REQUIREMENT:
Please restate the records that follow exactly, skipping their images.

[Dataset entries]
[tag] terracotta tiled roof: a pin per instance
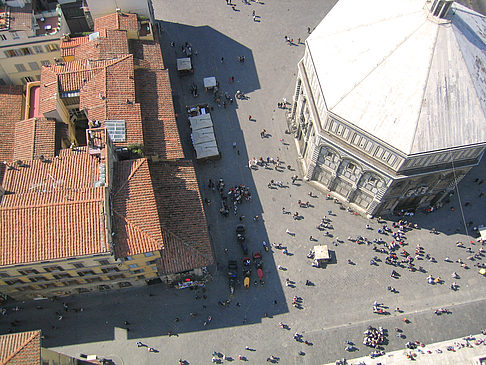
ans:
(23, 348)
(34, 137)
(111, 96)
(48, 90)
(73, 42)
(148, 51)
(182, 217)
(160, 130)
(10, 113)
(136, 221)
(120, 21)
(111, 43)
(52, 210)
(71, 171)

YOUR SOLUTION:
[tag] terracotta tiled roof: a pin per instance
ans:
(23, 348)
(34, 137)
(111, 96)
(48, 90)
(73, 42)
(148, 51)
(182, 217)
(160, 130)
(10, 113)
(136, 221)
(120, 21)
(111, 43)
(52, 210)
(71, 171)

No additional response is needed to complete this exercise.